_RECORDS FOR THE EXERCISE:_
>>>>
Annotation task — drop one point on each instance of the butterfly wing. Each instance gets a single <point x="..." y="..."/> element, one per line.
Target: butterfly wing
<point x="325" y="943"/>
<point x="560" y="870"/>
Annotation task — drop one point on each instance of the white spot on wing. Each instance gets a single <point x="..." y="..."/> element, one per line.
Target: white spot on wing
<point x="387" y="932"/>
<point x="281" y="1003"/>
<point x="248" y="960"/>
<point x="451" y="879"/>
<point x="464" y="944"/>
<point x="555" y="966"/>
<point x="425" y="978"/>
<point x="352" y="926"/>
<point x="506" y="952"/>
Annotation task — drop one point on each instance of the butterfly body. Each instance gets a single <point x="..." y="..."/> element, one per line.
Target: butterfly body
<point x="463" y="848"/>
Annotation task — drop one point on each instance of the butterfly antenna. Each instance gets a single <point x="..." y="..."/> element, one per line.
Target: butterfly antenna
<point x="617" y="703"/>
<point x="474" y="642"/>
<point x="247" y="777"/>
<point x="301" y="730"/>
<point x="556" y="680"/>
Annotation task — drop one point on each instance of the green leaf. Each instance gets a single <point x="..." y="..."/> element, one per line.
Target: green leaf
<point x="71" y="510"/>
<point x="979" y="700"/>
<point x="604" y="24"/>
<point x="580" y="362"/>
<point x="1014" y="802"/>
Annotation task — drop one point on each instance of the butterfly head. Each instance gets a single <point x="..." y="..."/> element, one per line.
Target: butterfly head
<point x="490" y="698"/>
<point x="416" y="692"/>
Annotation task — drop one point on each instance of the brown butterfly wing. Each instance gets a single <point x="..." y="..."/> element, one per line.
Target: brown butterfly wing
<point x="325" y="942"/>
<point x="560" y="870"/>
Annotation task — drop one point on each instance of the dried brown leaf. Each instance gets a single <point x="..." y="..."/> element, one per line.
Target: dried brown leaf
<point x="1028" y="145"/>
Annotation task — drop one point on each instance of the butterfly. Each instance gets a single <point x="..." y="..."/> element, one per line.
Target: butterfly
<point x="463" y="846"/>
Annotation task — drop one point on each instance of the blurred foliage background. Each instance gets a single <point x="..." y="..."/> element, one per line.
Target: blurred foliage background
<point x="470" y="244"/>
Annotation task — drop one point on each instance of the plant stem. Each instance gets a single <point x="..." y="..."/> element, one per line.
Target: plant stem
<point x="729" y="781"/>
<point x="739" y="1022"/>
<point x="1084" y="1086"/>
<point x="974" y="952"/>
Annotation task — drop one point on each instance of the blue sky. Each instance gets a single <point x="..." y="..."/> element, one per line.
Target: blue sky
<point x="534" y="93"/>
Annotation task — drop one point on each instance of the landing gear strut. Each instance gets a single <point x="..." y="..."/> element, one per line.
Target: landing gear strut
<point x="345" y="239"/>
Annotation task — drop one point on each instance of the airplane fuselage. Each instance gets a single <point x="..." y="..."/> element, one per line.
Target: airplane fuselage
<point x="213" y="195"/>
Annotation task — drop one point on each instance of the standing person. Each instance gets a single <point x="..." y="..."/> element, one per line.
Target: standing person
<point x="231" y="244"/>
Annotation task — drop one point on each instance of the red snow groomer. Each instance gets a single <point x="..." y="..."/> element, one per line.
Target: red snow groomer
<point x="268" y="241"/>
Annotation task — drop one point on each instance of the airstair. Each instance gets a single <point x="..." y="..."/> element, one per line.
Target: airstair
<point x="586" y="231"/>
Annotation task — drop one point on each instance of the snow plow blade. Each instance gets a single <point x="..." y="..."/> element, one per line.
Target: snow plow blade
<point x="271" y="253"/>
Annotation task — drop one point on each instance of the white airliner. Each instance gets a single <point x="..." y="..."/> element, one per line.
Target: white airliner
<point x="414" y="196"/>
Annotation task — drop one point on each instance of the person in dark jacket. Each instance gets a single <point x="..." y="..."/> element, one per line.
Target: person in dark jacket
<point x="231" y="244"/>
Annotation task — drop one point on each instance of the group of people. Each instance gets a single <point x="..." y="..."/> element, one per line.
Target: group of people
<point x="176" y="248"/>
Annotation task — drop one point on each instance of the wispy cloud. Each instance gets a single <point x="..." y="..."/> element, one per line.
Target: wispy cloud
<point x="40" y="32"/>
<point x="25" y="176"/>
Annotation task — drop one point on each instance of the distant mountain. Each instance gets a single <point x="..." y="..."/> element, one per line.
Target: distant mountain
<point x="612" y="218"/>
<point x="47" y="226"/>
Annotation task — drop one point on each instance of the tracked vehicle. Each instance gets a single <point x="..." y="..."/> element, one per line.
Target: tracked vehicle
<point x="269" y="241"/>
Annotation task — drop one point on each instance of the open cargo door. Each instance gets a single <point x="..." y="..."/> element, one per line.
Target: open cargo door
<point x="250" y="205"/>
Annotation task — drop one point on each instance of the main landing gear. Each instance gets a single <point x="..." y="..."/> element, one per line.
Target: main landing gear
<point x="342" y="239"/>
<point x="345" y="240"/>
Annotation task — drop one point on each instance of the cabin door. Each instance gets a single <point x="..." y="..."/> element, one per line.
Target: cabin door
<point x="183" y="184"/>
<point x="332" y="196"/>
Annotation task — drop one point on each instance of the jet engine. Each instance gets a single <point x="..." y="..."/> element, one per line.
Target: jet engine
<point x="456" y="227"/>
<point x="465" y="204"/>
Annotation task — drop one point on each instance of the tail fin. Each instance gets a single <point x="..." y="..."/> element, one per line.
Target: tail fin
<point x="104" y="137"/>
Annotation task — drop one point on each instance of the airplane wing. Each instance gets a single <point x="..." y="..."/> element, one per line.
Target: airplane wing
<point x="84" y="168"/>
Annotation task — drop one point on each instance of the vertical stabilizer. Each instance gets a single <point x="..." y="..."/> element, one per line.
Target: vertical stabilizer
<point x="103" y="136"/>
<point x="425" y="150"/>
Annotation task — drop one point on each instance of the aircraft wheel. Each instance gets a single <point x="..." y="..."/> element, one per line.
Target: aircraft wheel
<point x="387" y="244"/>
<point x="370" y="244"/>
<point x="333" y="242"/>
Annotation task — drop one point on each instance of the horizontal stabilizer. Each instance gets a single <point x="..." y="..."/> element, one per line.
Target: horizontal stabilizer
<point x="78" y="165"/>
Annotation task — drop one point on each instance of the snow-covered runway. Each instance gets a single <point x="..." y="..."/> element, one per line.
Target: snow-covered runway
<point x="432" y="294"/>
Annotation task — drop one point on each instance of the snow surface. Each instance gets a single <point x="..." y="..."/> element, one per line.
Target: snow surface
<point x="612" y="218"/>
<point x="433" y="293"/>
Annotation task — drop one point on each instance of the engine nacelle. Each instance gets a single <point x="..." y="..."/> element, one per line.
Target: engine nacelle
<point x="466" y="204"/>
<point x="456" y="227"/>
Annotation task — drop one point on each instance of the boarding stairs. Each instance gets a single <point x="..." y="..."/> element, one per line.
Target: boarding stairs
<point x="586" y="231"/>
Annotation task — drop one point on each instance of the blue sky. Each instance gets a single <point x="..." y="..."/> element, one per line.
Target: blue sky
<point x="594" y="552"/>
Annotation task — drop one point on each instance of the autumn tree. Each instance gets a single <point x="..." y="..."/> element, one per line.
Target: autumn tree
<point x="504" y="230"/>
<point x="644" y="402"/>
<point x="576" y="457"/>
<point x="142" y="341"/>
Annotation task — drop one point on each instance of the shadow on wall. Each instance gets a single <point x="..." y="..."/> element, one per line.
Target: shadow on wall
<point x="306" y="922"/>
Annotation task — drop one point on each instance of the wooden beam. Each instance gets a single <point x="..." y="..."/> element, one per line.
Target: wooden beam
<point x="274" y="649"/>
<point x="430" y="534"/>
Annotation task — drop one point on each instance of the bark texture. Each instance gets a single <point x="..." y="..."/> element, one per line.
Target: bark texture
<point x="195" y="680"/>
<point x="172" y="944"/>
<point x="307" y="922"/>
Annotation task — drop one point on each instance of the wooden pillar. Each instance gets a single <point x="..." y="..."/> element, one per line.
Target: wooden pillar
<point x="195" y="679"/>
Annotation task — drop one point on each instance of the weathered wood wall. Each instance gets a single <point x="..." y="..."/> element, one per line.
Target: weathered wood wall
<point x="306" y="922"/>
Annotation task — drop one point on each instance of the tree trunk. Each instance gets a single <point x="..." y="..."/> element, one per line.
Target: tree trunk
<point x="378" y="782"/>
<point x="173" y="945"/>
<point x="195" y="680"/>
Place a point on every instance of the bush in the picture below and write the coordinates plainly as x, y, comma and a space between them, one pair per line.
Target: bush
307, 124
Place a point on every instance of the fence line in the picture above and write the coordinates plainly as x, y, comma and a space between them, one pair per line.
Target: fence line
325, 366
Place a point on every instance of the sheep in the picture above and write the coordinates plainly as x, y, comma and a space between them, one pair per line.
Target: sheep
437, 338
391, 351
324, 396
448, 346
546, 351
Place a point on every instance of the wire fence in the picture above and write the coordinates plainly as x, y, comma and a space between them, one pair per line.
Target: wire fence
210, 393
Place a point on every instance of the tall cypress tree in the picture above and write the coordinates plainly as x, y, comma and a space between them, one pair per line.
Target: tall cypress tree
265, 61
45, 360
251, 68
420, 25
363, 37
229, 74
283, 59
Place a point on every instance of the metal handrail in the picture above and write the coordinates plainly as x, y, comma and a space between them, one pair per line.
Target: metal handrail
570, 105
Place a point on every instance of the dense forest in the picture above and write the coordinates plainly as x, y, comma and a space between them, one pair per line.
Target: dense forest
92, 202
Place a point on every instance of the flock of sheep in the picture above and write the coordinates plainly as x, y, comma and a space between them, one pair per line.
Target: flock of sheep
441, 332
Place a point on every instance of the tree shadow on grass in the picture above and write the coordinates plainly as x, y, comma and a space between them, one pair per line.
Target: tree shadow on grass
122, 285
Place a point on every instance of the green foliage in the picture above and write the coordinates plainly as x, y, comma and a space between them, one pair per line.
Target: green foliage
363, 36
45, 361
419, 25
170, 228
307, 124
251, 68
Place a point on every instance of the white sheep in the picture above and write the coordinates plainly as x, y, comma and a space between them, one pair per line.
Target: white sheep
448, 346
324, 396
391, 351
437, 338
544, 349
<<<<
Send back exactly the lines from the line with "Place a point on every instance of the wire" through the end of the records.

Place a point on every instance of the wire fence in the picture above and write the coordinates plainly as x, y, comma and a space between them, one pair per line.
Target: wire fence
210, 393
Place a point on every instance of the tall cypress tree in the picture above and write the coordinates plainly as x, y, comma and a space between them, one pair per line.
Target: tall cypress tree
265, 61
45, 360
251, 68
420, 25
363, 37
229, 74
283, 59
Place a point on every instance of the metal handrail in the picture above and write the coordinates plainly as x, y, comma and a space between them, one pair per line.
Target: metal handrail
570, 105
Place a point on every instance of the dense forest in the picture above and write the coordinates plainly as x, y, comma and a space between them, one pair per line.
Target: dense forest
92, 202
Place a point on every instance of the flock of sheep in the picture above and write the coordinates plainly as x, y, comma and a space between them, one pair per line.
Target: flock of sheep
441, 332
Place a point on every instance of the tree shadow on grass in the picture above and write the coordinates plainly as x, y, comma and a space between them, one pair per line.
Target: tree shadow on grass
122, 285
Place a point on every instance of the green foliage in the picture above and write the coordinates plainly as x, y, comma and a space between them, one pair per line.
Target: green foliage
363, 36
45, 361
419, 25
170, 228
307, 124
251, 68
Place a point on every instance of the white sheep in the picture above and write the coordinates plainly as x, y, comma and a space between them, one pair per line.
Target: white sheep
448, 346
324, 396
391, 351
437, 338
544, 349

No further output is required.